Problem to solve ▸
Convert all the records below into a two-column CSV with the headers instruction and answer. Give one row for each instruction with its answer, put each value in its own quoted field with line breaks replaced by spaces, and leave the pictures out.

Extracted entries ▸
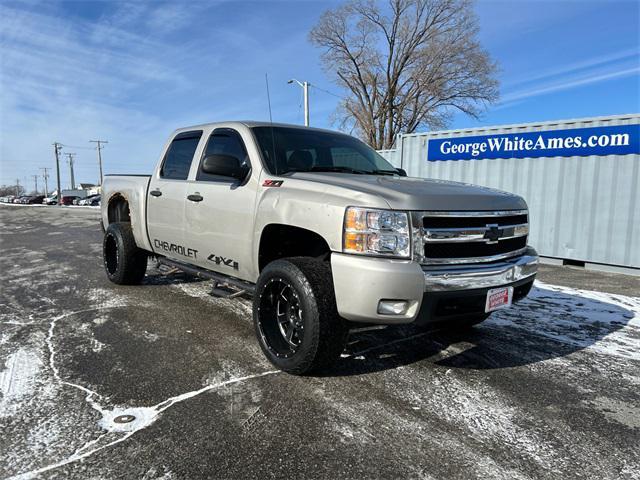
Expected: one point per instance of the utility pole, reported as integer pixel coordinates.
(99, 147)
(57, 147)
(305, 89)
(45, 175)
(73, 182)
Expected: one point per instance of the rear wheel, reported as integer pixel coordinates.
(295, 315)
(124, 262)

Task result ▸
instruction,answer
"Expected: one point per instance of the utility pole, reported as integer pixel coordinates.","(99, 147) (57, 147) (305, 89) (45, 175) (73, 182)"
"Expected: one point per instance of the rear wheel, reported as integer pixel coordinates.","(295, 315) (124, 262)"